:: Exercise directions ::
Repeat each entry verbatim.

START Recorded information

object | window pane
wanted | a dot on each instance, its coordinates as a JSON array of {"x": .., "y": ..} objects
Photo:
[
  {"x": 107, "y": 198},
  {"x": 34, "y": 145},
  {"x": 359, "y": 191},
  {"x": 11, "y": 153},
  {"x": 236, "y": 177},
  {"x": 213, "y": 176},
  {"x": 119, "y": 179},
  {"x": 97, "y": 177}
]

END Recorded information

:: Answer to the exercise ::
object | window pane
wanted | a dot on each instance, its coordinates as a JSON array of {"x": .., "y": ..} objects
Photo:
[
  {"x": 107, "y": 198},
  {"x": 34, "y": 145},
  {"x": 359, "y": 191},
  {"x": 11, "y": 153},
  {"x": 236, "y": 177},
  {"x": 213, "y": 176},
  {"x": 119, "y": 179},
  {"x": 97, "y": 177}
]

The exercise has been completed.